# Text passage:
Creating a Simple Fitness Game with MoveNet and TypeScript

In the realm of interactive applications, real-time physical interaction stands out as a dynamic and engaging way to blend the digital and physical worlds. One cutting-edge technology at the forefront of this integration is pose estimation, which opens up exciting possibilities for fitness and gaming alike.

In this tutorial, we’ll dive into the process of creating a simple fitness game leveraging TensorFlow’s MoveNet and TypeScript. This guide is designed to be accessible, emphasizing ease of understanding and implementation without the need for extensive prior experience with additional frameworks or libraries.

For those eager to see the complete code and follow along more interactively, a companion repository is available. This repo includes a commit history that aligns with each step of the development process, ensuring you can see exactly how the project evolves from start to finish. If at any point something isn’t working as expected, the commit log is an excellent resource to help troubleshoot and understand the changes in context.

Setting Up the Project

We set up the project using Vite, a modern build tool that provides hot reloading and some sane defaults for TypeScripts. This way, we can focus on the essentials without getting bogged down by configuration details. The project is initiated with the following command:

yarn create vite fitness-game --template react-ts

Note: You’ll need Node 18+ and Yarn 1.22+ for this

This sets up a basic TypeScript and React environment where we can start building our game. The latter is not really important, we won’t be using any React today. We only need the structure generated by the template. That’s why we’ll directly go ahead and delete all files in src/ except main.tsx and vite-env.d.ts.

# Work instructions:
a: Do these statements agree with the tutorial on building a fitness game with MoveNet and TypeScript? (i) The project is set up with Vite. (ii) React plays a central role in the game's code. (iii) Node 16 is enough to run the setup command. For each, answer yes or no and quote the words of the tutorial that decide it.
b: In the MoveNet fitness game tutorial, which files in src/ are kept when the rest are deleted?
c: Pick up the MoveNet fitness game tutorial right after its last sentence and carry on writing it.

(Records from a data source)
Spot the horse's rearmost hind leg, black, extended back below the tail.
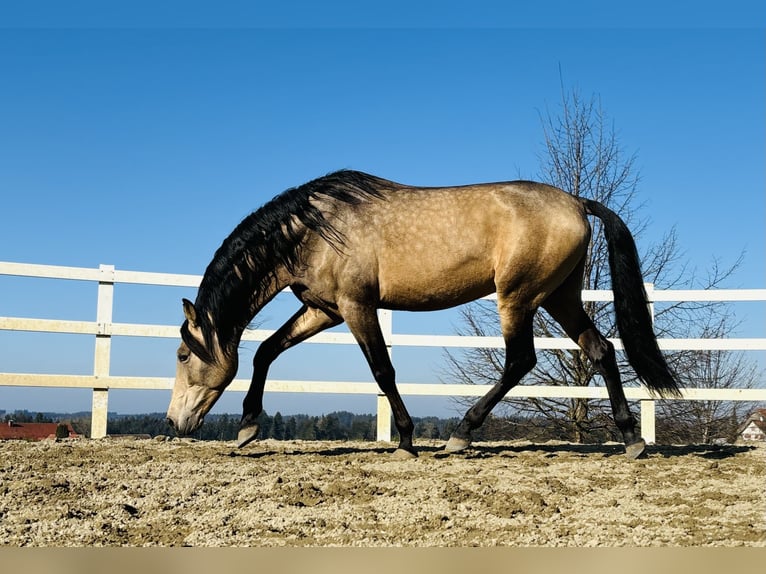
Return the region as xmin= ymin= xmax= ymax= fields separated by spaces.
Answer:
xmin=543 ymin=286 xmax=646 ymax=459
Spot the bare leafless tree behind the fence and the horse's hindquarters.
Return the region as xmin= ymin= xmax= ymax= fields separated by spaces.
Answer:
xmin=447 ymin=86 xmax=750 ymax=442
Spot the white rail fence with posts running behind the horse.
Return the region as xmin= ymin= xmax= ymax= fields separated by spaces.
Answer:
xmin=0 ymin=262 xmax=766 ymax=443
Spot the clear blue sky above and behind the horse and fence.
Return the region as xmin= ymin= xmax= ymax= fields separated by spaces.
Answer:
xmin=0 ymin=2 xmax=766 ymax=414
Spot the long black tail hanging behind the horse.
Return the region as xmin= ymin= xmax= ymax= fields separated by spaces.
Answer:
xmin=580 ymin=198 xmax=681 ymax=397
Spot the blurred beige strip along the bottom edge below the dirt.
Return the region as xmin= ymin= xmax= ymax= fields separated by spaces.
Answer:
xmin=0 ymin=547 xmax=766 ymax=574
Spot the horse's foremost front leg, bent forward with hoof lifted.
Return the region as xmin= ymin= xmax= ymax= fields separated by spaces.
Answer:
xmin=237 ymin=305 xmax=341 ymax=448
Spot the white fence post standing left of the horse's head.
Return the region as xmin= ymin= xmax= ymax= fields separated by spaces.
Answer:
xmin=90 ymin=265 xmax=114 ymax=438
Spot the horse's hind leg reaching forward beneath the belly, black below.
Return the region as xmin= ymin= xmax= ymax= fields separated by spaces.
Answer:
xmin=445 ymin=308 xmax=537 ymax=452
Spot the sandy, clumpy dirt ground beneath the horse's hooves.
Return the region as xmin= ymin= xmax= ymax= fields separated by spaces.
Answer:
xmin=0 ymin=437 xmax=766 ymax=547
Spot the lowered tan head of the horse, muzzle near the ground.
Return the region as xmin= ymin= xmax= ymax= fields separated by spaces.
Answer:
xmin=167 ymin=299 xmax=238 ymax=436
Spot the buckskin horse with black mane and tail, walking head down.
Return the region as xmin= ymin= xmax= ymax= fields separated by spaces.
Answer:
xmin=167 ymin=170 xmax=680 ymax=459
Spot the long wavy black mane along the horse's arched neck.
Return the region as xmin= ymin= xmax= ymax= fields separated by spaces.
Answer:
xmin=181 ymin=170 xmax=393 ymax=362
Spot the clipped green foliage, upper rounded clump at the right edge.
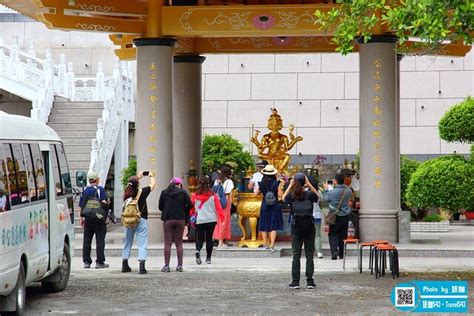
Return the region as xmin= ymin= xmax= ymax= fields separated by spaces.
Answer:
xmin=438 ymin=96 xmax=474 ymax=143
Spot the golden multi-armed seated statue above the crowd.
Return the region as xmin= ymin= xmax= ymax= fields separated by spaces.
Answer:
xmin=250 ymin=108 xmax=303 ymax=173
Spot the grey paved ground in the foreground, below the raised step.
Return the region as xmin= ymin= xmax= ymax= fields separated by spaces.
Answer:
xmin=27 ymin=257 xmax=474 ymax=315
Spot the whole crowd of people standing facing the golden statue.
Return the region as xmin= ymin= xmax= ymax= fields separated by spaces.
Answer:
xmin=79 ymin=161 xmax=352 ymax=289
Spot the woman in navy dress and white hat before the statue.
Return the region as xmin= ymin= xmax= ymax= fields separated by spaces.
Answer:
xmin=255 ymin=165 xmax=283 ymax=251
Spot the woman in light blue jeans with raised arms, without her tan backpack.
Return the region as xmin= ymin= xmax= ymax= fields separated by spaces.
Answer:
xmin=122 ymin=171 xmax=156 ymax=274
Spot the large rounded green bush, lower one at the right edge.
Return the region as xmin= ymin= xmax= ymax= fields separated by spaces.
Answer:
xmin=406 ymin=155 xmax=474 ymax=212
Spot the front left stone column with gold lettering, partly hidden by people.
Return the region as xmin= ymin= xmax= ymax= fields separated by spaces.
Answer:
xmin=134 ymin=38 xmax=176 ymax=244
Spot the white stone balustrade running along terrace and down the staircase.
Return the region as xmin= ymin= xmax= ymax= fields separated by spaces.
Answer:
xmin=0 ymin=36 xmax=135 ymax=186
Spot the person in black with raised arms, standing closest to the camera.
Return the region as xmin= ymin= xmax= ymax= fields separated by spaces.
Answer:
xmin=283 ymin=173 xmax=318 ymax=289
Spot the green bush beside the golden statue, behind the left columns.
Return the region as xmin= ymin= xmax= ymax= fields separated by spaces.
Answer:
xmin=202 ymin=134 xmax=255 ymax=174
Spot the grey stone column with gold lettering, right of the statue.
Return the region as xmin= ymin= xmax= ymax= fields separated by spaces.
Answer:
xmin=359 ymin=36 xmax=400 ymax=242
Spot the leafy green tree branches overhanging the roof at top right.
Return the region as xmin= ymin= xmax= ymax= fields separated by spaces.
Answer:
xmin=315 ymin=0 xmax=474 ymax=55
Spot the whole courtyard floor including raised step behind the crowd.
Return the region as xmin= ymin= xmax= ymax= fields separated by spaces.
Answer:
xmin=20 ymin=225 xmax=474 ymax=315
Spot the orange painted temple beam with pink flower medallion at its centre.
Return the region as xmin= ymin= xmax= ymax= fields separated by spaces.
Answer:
xmin=162 ymin=4 xmax=338 ymax=37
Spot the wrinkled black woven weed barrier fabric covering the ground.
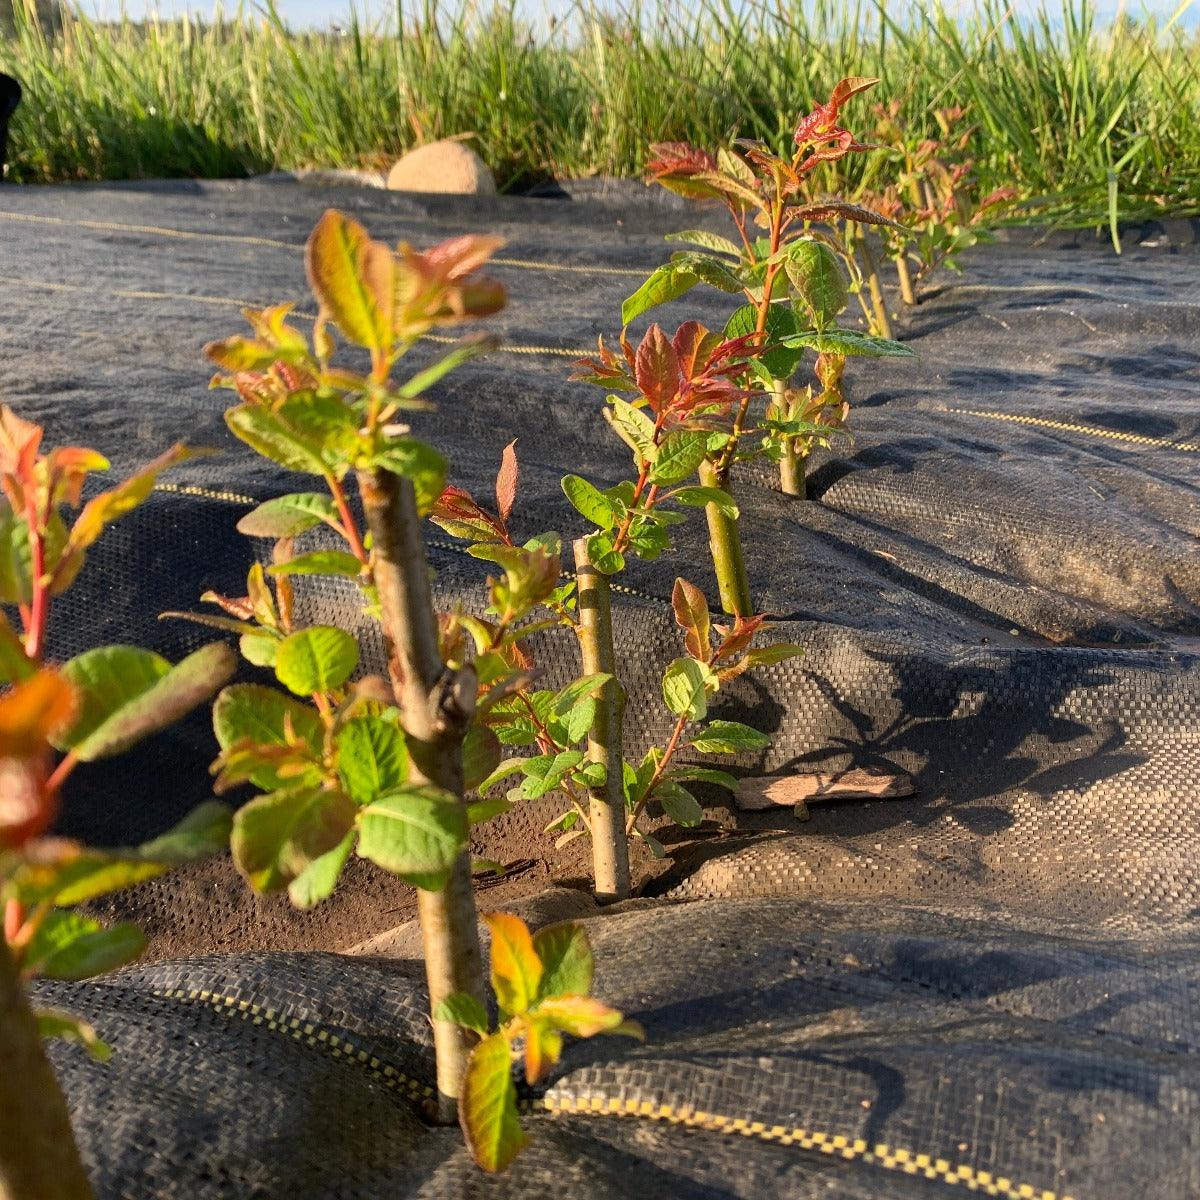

# Answers to the tasks:
a:
(i) Yes: "We set up the project using Vite"
(ii) No: "we won’t be using any React today"
(iii) No: "You’ll need Node 18+ and Yarn 1.22+ for this"

b: main.tsx and vite-env.d.ts.

c:
Creating a Camera Mirror

Accessing the user’s webcam is the first step in our application. We use the getUserMedia API to capture video from the user’s camera.

// src/utils.js
export async function captureCamera(): Promise<MediaStream> {
  const constraints: MediaStreamConstraints = {
    audio: false,
    video: {
      width: {ideal: 4096},
      height: {ideal: 2160}
    }
  }
  return await navigator.mediaDevices.getUserMedia(constraints);
}

We could just display the resulting MediaStream with a regular <video> element, but we’re going with an <canvas> element instead. The reason is simple: We’ll need to render additional game elements and UI later, so we’ll need the canvas anyway. But we also need a video element as a source for the pose estimation. For this reason, let’s set the video element to display: none and only show the canvas.

<!--index.html-->
...
<div>
  <video id="video" style="display: none"></video>
  <canvas id="canvas"></canvas>
</div>
...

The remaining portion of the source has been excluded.